(Rows from an object pointing dataset)
——

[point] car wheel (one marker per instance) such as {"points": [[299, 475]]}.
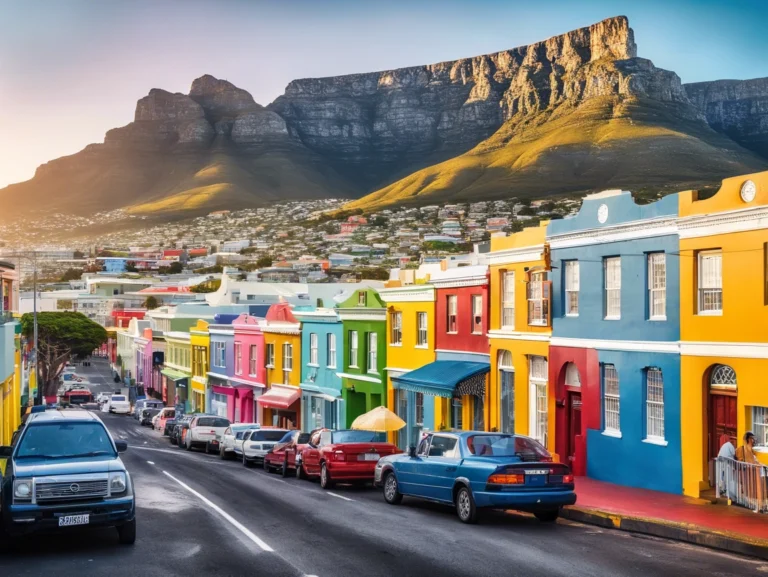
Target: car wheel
{"points": [[127, 533], [465, 506], [325, 477], [392, 494], [547, 516]]}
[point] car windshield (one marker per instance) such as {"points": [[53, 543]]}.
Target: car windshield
{"points": [[65, 440], [353, 437], [267, 435], [215, 422], [506, 446]]}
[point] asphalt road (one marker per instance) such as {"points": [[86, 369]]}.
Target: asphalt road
{"points": [[198, 515]]}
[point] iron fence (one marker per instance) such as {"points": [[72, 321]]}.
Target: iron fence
{"points": [[745, 484]]}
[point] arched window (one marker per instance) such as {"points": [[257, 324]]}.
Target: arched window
{"points": [[722, 377], [507, 388], [572, 378]]}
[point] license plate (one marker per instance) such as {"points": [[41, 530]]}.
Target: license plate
{"points": [[70, 520]]}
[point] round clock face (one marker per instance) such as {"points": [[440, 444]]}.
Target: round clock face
{"points": [[602, 213], [748, 191]]}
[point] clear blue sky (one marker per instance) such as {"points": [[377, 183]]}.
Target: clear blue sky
{"points": [[72, 69]]}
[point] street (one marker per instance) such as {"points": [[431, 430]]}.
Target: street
{"points": [[199, 515]]}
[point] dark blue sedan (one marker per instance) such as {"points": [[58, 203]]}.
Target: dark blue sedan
{"points": [[473, 469]]}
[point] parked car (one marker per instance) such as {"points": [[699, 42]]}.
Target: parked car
{"points": [[472, 470], [204, 431], [162, 417], [282, 457], [64, 471], [231, 441], [119, 404], [343, 456], [257, 442], [145, 419], [142, 404]]}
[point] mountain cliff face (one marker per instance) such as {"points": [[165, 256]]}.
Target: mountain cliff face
{"points": [[573, 113]]}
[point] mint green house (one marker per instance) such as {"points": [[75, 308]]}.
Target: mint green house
{"points": [[364, 322]]}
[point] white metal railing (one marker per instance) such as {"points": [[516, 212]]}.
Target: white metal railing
{"points": [[743, 483]]}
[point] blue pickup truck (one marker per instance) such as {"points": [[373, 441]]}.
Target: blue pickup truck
{"points": [[63, 471]]}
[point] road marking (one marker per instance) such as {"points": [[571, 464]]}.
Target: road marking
{"points": [[234, 522], [339, 496]]}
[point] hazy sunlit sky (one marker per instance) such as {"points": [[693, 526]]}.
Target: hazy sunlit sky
{"points": [[72, 69]]}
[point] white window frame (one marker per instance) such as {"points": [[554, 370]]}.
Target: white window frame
{"points": [[452, 316], [539, 401], [654, 405], [396, 329], [373, 353], [253, 355], [711, 286], [657, 286], [612, 297], [508, 301], [354, 349], [313, 352], [572, 288], [422, 331], [477, 312], [611, 401], [331, 342]]}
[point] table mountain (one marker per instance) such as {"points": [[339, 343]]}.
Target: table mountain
{"points": [[573, 113]]}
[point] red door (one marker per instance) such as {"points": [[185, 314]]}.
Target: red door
{"points": [[722, 421]]}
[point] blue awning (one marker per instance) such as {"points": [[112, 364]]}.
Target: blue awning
{"points": [[443, 378]]}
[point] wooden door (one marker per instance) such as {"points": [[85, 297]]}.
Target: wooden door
{"points": [[722, 421]]}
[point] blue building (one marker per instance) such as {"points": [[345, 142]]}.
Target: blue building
{"points": [[614, 366], [322, 356]]}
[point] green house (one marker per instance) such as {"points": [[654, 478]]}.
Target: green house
{"points": [[364, 321]]}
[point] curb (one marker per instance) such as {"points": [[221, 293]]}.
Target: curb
{"points": [[724, 541]]}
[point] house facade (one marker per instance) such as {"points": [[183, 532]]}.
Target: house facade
{"points": [[724, 315], [614, 364], [364, 319]]}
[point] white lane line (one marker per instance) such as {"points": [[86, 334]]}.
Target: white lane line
{"points": [[338, 496], [234, 522]]}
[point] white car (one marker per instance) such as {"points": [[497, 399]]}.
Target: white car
{"points": [[231, 440], [204, 431], [119, 404], [256, 443]]}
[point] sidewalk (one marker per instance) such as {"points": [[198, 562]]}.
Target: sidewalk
{"points": [[733, 528]]}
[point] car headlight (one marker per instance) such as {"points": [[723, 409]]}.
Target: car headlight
{"points": [[117, 483], [22, 489]]}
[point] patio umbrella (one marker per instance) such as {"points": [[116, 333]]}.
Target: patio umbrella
{"points": [[380, 420]]}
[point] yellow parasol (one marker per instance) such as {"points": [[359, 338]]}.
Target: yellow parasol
{"points": [[380, 420]]}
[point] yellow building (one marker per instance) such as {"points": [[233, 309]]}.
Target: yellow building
{"points": [[200, 342], [723, 322], [411, 345], [519, 396], [280, 404]]}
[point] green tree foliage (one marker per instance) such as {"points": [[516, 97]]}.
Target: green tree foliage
{"points": [[71, 274], [61, 335]]}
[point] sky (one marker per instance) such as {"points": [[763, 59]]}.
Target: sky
{"points": [[72, 69]]}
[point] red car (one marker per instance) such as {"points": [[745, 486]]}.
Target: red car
{"points": [[343, 456], [282, 457]]}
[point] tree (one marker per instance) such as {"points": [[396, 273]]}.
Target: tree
{"points": [[151, 303], [264, 261], [71, 274], [61, 335]]}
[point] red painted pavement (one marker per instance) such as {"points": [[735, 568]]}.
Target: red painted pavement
{"points": [[647, 504]]}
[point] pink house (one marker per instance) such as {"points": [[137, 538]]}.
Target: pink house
{"points": [[249, 372]]}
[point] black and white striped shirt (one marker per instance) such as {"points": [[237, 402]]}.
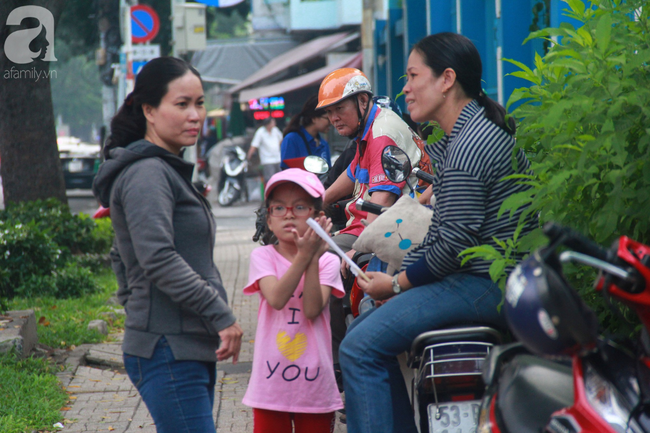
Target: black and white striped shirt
{"points": [[470, 165]]}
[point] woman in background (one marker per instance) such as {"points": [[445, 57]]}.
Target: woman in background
{"points": [[302, 135]]}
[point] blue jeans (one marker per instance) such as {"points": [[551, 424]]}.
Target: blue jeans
{"points": [[178, 394], [376, 398]]}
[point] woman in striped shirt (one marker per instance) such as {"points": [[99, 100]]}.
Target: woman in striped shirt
{"points": [[434, 290]]}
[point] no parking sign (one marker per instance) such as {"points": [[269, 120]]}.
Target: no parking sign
{"points": [[144, 23]]}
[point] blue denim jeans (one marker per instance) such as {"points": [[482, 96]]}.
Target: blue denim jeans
{"points": [[376, 398], [178, 394]]}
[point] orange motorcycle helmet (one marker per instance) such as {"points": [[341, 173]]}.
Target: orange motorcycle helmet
{"points": [[342, 84]]}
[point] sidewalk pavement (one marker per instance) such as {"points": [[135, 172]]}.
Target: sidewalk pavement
{"points": [[102, 398]]}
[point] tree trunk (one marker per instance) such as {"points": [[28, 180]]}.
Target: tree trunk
{"points": [[30, 167]]}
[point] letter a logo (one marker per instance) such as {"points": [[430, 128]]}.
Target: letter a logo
{"points": [[17, 43]]}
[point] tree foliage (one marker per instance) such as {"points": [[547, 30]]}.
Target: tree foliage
{"points": [[585, 122], [585, 126]]}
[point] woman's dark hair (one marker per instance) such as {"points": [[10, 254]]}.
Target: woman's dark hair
{"points": [[305, 117], [451, 50], [151, 85]]}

——

## AIM
Could you output all of the lines above verbatim, omitting the pictures?

## WORKED ANSWER
[point] car wheel (one marker per instance) such as {"points": [[299, 475]]}.
Target: car wheel
{"points": [[127, 533], [465, 506], [325, 477], [392, 494], [547, 516]]}
[point] car windshield (one marker per instance) such as {"points": [[53, 543]]}.
Target: car windshield
{"points": [[65, 440], [353, 437], [267, 435], [215, 422], [506, 446]]}
[point] asphalt road (one marker per instance) such as {"points": [[86, 369]]}.
Target: asphalt road
{"points": [[198, 515]]}
[point] iron fence (one marker per instance) such as {"points": [[72, 321]]}.
Target: iron fence
{"points": [[745, 484]]}
[point] arched window (one marker per instance) such as {"points": [[257, 324]]}.
Target: arched window
{"points": [[722, 377], [507, 388], [572, 378]]}
[point] license plate (one marker per instance) such as {"points": [[41, 530]]}.
Target: license plate
{"points": [[70, 520]]}
[point] round clock face (one marker per instance) such as {"points": [[440, 444]]}.
Target: round clock face
{"points": [[602, 213], [748, 191]]}
[point] clear blue sky (one marker per instance) such as {"points": [[377, 183]]}.
Target: clear blue sky
{"points": [[72, 69]]}
[point] street (one marker per instance) such as {"points": [[431, 430]]}.
Target: street
{"points": [[199, 515]]}
[point] dark blue sedan (one marker per instance) such as {"points": [[58, 203]]}.
Target: dark blue sedan
{"points": [[473, 469]]}
[point] parked car (one marker per instance) such as {"points": [[699, 42]]}.
Target: parked car
{"points": [[472, 470], [204, 431], [162, 417], [282, 457], [64, 471], [231, 441], [119, 404], [343, 456], [257, 442], [145, 419], [142, 404]]}
[point] mountain cliff face (one marker per instance) such as {"points": [[165, 256]]}.
Target: mountain cliff face
{"points": [[573, 113]]}
[point] mint green house (one marker per instance) such as {"points": [[75, 308]]}.
Target: mint green house
{"points": [[364, 322]]}
[point] white metal railing (one marker per instance) such as {"points": [[516, 212]]}.
Target: white metal railing
{"points": [[743, 483]]}
[point] blue pickup truck (one marker per instance) such as {"points": [[373, 441]]}.
Target: blue pickup truck
{"points": [[63, 471]]}
[point] road marking (one marker per instance) such as {"points": [[571, 464]]}.
Target: road marking
{"points": [[234, 522], [339, 496]]}
[point] hazy sunlit sky (one marker per instance) such as {"points": [[693, 526]]}.
Target: hazy sunlit sky
{"points": [[72, 69]]}
[point] white window frame (one marker per instance) such as {"points": [[554, 370]]}.
Target: white window frame
{"points": [[452, 316], [539, 401], [654, 405], [396, 329], [373, 353], [253, 355], [711, 286], [657, 286], [612, 297], [508, 301], [354, 349], [313, 352], [572, 288], [422, 331], [477, 312], [611, 401], [331, 342]]}
[point] table mountain (one marker per instance) such as {"points": [[339, 343]]}.
Target: table mountain
{"points": [[573, 113]]}
[point] red door (one marker per instance) such as {"points": [[185, 314]]}.
Target: red door
{"points": [[722, 421]]}
[point] blue awning (one marker per instance) such as {"points": [[112, 364]]}.
Target: blue awning
{"points": [[443, 378]]}
[point] wooden door (one marker per instance) such as {"points": [[85, 297]]}.
Target: wooden door
{"points": [[722, 421]]}
[point] blue building (one marker per instance) such as {"points": [[345, 142]]}.
Target: blue building
{"points": [[614, 366], [322, 356]]}
[point] green house (one marker per instance) such as {"points": [[654, 478]]}.
Target: green house
{"points": [[364, 321]]}
[point] curb (one marker per instance) such as {"points": [[221, 293]]}.
Target: curb
{"points": [[724, 541]]}
[point] house facade (one marker per instance) such as {"points": [[183, 532]]}.
Target: house facade
{"points": [[724, 315], [614, 364], [364, 319]]}
[point] white lane line (one marker per instance) such as {"points": [[86, 334]]}.
Target: white lane line
{"points": [[338, 496], [234, 522]]}
[point] white car (one marker per instance) such as {"points": [[497, 399]]}.
Target: white car
{"points": [[231, 440], [204, 431], [119, 404], [256, 443]]}
[point] sidewalk (one marker per instance) such as {"points": [[198, 562]]}.
Target: sidewalk
{"points": [[733, 528]]}
[point] car headlight (one marker per instance) such as {"points": [[723, 409]]}.
Target: car headlight
{"points": [[117, 483], [22, 489]]}
[point] patio umbrella (one marker per instance) such as {"points": [[116, 333]]}.
Target: patio umbrella
{"points": [[380, 420]]}
[point] yellow parasol (one marker per instance) such as {"points": [[359, 338]]}.
Target: yellow parasol
{"points": [[380, 420]]}
[point] yellow building (one marker per instance) such as {"points": [[233, 309]]}.
Target: yellow building
{"points": [[200, 342], [723, 322], [411, 345], [519, 396], [280, 404]]}
[point] green tree foliage (one marker per instance) such as {"points": [[516, 97]]}.
Target: green tree foliage
{"points": [[71, 274], [61, 335]]}
[point] sky (one marker per instance) such as {"points": [[763, 59]]}.
Target: sky
{"points": [[72, 69]]}
[point] red car (one marker per instance) such as {"points": [[745, 486]]}.
Target: red car
{"points": [[343, 456], [282, 457]]}
[point] tree (one marker per instance) such as {"points": [[396, 273]]}.
Target: tree
{"points": [[151, 303], [264, 261], [71, 274], [61, 335]]}
[point] red painted pavement (one marker per instance) such as {"points": [[735, 568]]}.
Target: red painted pavement
{"points": [[647, 504]]}
[point] pink house (one marker per instance) such as {"points": [[137, 538]]}.
Target: pink house
{"points": [[249, 372]]}
[point] black and white striped shirt (one marker per instance) such as {"points": [[237, 402]]}.
Target: black and white striped shirt
{"points": [[470, 165]]}
[point] woman in background (one marker per instance) such as {"points": [[445, 57]]}.
Target: woman in background
{"points": [[302, 135]]}
[point] blue jeans (one marker per instance) such as {"points": [[551, 424]]}.
Target: blue jeans
{"points": [[178, 394], [376, 398]]}
[point] woman in striped shirt (one marker per instance) such as {"points": [[99, 100]]}.
Target: woman in striped shirt
{"points": [[434, 290]]}
[point] no parking sign (one marker per instance) such as {"points": [[269, 120]]}.
Target: no parking sign
{"points": [[144, 23]]}
[point] blue denim jeans (one marker per instance) such as {"points": [[482, 96]]}.
Target: blue denim jeans
{"points": [[376, 398], [178, 394]]}
[point] orange motorcycle helmet (one marker per instance) such as {"points": [[341, 173]]}.
Target: orange motorcycle helmet
{"points": [[342, 84]]}
[point] sidewalk pavement (one marker per instance) such as {"points": [[135, 172]]}.
Target: sidewalk pavement
{"points": [[102, 398]]}
[point] tree trunk (one marker per instance) such as {"points": [[28, 180]]}.
Target: tree trunk
{"points": [[30, 167]]}
[point] letter a logo (one marker per instance) such as {"points": [[430, 128]]}.
Target: letter a logo
{"points": [[17, 43]]}
[point] tree foliage (one marker per instance) such as {"points": [[547, 30]]}.
Target: tree foliage
{"points": [[585, 122], [585, 126]]}
[point] woman's dark hair (one marker per instance) such as {"points": [[10, 254]]}.
Target: woman's dark hair
{"points": [[305, 117], [451, 50], [151, 85]]}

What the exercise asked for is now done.